§ **TEKS KUTIPAN**:
Dengan banyaknya artikel yang membawa kembali isu-isu lama dan menginvestigasi
skandalnya dengan Choi Soon Sil ini mendapatkan respon dari blue house. Blue House mengklaim bahwa
ada implikasi-implikasi Chosun-Ilbo dibayar
oleh saingan Park Geun Hye untuk menjatuhkan Park Geun Hye. Akan tetapi, Song
Hee Yung, jurnalis dan ketua editor Chosun-Ilbo,
tidak menghentikan investigasi dan mengabarkan berita-berita yang dia
dapatkan. Media-media lainnya juga menyelidiki Park Geun Hye dan mendapatkan
bahwa ada implikasi di mana Park Geun Hye terlibat skandal korupsi yang lebih
besar lagi. Akan tetapi, sebelum kebenaran terkuak Park Geun Hye sudah
diturunkan dari jabatannya.

§ **BAHAN MASUKAN**:
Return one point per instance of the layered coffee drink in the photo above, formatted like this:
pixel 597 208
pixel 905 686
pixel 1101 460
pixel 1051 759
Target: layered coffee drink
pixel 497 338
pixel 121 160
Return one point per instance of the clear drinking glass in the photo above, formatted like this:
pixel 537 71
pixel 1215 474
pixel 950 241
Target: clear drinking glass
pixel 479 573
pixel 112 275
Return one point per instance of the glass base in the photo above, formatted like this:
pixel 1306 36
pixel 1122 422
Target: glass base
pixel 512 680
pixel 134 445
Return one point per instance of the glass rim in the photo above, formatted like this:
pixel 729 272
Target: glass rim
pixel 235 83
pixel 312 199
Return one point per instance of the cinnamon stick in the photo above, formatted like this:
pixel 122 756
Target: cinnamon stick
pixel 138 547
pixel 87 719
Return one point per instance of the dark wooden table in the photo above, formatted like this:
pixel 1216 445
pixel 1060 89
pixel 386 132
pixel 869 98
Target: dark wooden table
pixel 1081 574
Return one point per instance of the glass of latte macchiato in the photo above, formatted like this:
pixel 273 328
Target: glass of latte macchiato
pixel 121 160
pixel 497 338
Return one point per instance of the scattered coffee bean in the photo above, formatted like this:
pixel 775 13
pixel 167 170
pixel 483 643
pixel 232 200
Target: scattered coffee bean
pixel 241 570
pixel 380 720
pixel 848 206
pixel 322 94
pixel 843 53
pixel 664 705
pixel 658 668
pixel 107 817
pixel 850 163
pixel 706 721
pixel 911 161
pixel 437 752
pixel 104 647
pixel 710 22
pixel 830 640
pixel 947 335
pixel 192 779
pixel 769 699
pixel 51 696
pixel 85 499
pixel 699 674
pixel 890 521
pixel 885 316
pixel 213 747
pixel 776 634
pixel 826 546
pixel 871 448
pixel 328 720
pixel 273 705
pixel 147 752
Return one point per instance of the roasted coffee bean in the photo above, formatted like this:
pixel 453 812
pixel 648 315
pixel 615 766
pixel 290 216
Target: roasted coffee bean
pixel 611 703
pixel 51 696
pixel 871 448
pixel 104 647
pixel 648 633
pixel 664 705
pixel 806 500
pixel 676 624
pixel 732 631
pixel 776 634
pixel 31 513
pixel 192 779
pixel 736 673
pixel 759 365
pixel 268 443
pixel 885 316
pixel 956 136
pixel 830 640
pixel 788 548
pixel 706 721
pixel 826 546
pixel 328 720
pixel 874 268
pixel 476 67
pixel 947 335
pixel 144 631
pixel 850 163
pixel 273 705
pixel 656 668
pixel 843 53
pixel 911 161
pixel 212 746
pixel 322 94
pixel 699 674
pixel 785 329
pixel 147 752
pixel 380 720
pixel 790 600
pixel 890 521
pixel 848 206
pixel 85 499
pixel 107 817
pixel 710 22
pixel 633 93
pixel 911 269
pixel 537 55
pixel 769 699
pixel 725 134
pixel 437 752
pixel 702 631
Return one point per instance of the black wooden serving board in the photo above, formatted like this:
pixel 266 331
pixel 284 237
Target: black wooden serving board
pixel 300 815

---

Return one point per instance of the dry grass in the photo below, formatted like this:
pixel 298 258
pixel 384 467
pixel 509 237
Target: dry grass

§ **DAFTAR TUGAS**:
A - Ambil dari teks kutipan bagian mulai "Dengan banyaknya artikel" hingga dan termasuk "diturunkan dari jabatannya." tanpa mengubah apa pun.
B - Salin ulang tanpa perubahan baris-baris catatan mulai dari baris yang memuat "Return one point per instance of the layered" sampai dengan baris yang memuat "pixel 87 719", termasuk kedua baris itu.
Teks kutipan dan catatan ini merupakan bahan yang terpisah satu sama lain.

§ **JAWABAN BERIKUT**:
A -
Dengan banyaknya artikel yang membawa kembali isu-isu lama dan menginvestigasi
skandalnya dengan Choi Soon Sil ini mendapatkan respon dari blue house. Blue House mengklaim bahwa
ada implikasi-implikasi Chosun-Ilbo dibayar
oleh saingan Park Geun Hye untuk menjatuhkan Park Geun Hye. Akan tetapi, Song
Hee Yung, jurnalis dan ketua editor Chosun-Ilbo,
tidak menghentikan investigasi dan mengabarkan berita-berita yang dia
dapatkan. Media-media lainnya juga menyelidiki Park Geun Hye dan mendapatkan
bahwa ada implikasi di mana Park Geun Hye terlibat skandal korupsi yang lebih
besar lagi. Akan tetapi, sebelum kebenaran terkuak Park Geun Hye sudah
diturunkan dari jabatannya.

B -
Return one point per instance of the layered coffee drink in the photo above, formatted like this:
pixel 597 208
pixel 905 686
pixel 1101 460
pixel 1051 759
Target: layered coffee drink
pixel 497 338
pixel 121 160
Return one point per instance of the clear drinking glass in the photo above, formatted like this:
pixel 537 71
pixel 1215 474
pixel 950 241
Target: clear drinking glass
pixel 479 573
pixel 112 275
Return one point per instance of the glass base in the photo above, formatted like this:
pixel 1306 36
pixel 1122 422
Target: glass base
pixel 512 680
pixel 134 445
Return one point per instance of the glass rim in the photo above, formatted like this:
pixel 729 272
Target: glass rim
pixel 235 83
pixel 312 199
Return one point per instance of the cinnamon stick in the photo above, formatted like this:
pixel 122 756
Target: cinnamon stick
pixel 138 547
pixel 87 719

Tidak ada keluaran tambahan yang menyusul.